Document excerpt
- Written by: Patricia Breen
- Directed by: Alan Poul
- Starring: Alicia Silverstone Hedy Burress Ryan Michelle Bathe Kristin Bauer Matt Malloy Reggie Austin
- Country of origin: United States
- Original language: English
- No. of episodes: 1

Production
- Producers: Patricia Breen Alexa Junge David Knoller

Original release
- Network: ABC

= Pink Collar =

2006 ABC sitcom

Pink Collar is a 2006 ABC sitcom that aired only the pilot episode. It stars Alicia Silverstone, Hedy Burress, Charlotte Ross, Matt Malloy, and Ryan Michelle Bathe. Set in an accident insurance agency, Pink Collar shows the lives of four women as they juggle their ambitions, friendships, and relationships in the work place.

Collection entries

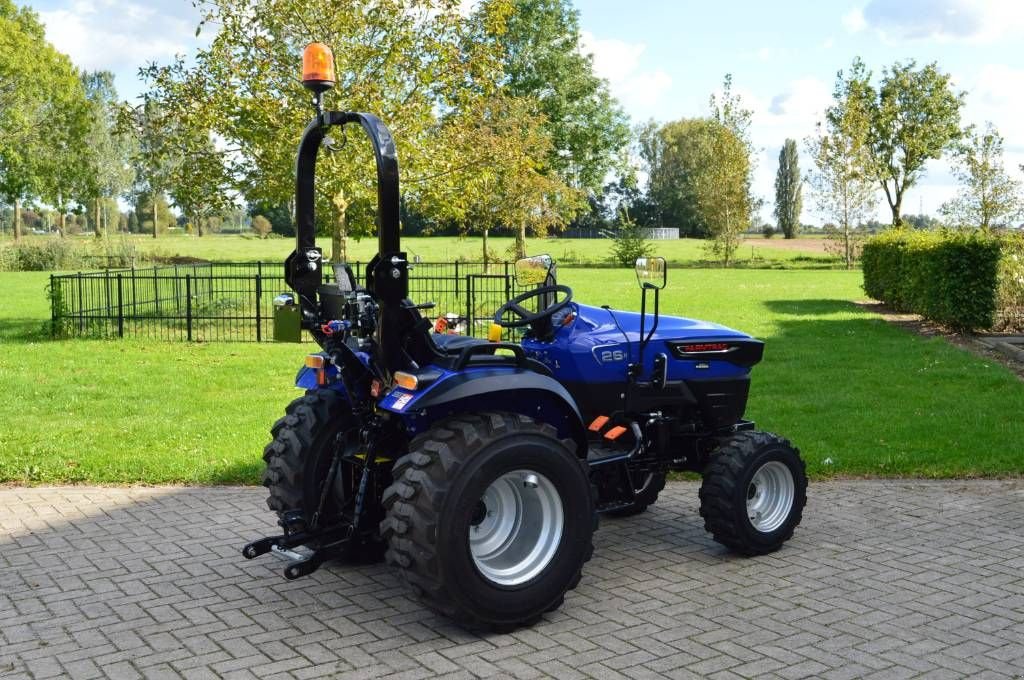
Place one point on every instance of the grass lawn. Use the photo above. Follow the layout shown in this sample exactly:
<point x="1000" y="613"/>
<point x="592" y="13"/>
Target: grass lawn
<point x="856" y="394"/>
<point x="441" y="249"/>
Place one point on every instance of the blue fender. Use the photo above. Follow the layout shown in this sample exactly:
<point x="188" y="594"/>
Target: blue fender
<point x="492" y="388"/>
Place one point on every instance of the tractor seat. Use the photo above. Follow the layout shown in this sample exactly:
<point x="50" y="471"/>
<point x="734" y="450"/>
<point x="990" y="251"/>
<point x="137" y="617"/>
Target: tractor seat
<point x="455" y="343"/>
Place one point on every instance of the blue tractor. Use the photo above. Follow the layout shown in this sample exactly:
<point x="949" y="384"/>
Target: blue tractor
<point x="478" y="468"/>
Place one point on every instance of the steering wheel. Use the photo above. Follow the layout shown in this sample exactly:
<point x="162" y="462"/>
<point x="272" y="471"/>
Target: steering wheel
<point x="523" y="316"/>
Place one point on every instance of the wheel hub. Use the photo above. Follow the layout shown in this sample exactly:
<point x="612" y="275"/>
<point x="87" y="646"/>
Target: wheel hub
<point x="770" y="496"/>
<point x="516" y="527"/>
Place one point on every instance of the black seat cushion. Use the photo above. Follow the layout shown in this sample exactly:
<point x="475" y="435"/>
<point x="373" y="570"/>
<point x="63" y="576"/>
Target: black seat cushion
<point x="456" y="343"/>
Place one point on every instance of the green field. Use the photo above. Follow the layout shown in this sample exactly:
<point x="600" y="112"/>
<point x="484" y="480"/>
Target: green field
<point x="856" y="394"/>
<point x="591" y="251"/>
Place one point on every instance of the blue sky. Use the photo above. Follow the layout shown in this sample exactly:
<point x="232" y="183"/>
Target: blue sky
<point x="663" y="58"/>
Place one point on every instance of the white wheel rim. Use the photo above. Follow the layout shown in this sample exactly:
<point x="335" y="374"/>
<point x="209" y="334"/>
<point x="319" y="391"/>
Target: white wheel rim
<point x="516" y="527"/>
<point x="770" y="496"/>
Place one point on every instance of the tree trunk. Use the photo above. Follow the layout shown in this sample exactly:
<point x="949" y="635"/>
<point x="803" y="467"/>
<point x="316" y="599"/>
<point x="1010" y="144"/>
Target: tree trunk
<point x="339" y="235"/>
<point x="520" y="241"/>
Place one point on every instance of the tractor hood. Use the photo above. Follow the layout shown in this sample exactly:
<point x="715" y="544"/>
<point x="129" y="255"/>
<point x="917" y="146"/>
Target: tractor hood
<point x="600" y="322"/>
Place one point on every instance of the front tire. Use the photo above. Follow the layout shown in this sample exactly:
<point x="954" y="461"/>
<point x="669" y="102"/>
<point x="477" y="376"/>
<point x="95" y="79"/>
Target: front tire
<point x="489" y="519"/>
<point x="754" y="493"/>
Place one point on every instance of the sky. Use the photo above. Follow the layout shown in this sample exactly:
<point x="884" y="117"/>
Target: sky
<point x="663" y="59"/>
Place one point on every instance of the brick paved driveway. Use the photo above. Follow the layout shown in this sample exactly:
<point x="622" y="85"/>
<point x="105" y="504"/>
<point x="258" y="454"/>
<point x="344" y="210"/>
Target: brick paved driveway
<point x="898" y="579"/>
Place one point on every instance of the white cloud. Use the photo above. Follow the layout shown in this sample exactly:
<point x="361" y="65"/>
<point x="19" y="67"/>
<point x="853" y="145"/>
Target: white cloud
<point x="114" y="35"/>
<point x="944" y="20"/>
<point x="639" y="90"/>
<point x="854" y="20"/>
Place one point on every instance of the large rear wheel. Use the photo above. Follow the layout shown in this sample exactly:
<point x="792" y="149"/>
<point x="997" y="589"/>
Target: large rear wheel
<point x="489" y="519"/>
<point x="298" y="467"/>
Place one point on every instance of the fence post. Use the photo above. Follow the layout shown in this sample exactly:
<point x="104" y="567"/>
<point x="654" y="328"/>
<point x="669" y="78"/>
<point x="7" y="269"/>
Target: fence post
<point x="188" y="305"/>
<point x="259" y="296"/>
<point x="469" y="302"/>
<point x="81" y="305"/>
<point x="54" y="296"/>
<point x="121" y="310"/>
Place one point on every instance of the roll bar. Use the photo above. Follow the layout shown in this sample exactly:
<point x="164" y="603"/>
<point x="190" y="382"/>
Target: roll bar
<point x="303" y="268"/>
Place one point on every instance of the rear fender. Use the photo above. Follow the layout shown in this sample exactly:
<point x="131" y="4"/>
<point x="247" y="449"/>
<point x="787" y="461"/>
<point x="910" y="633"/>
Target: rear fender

Instructions to follow
Answer these from the Pink Collar page:
1. Who directed the show?
2. On which network was it originally released?
3. In what kind of business is the show set?
Rely on the Pink Collar page and nothing else.

Full response
1. Alan Poul
2. ABC
3. An accident insurance agency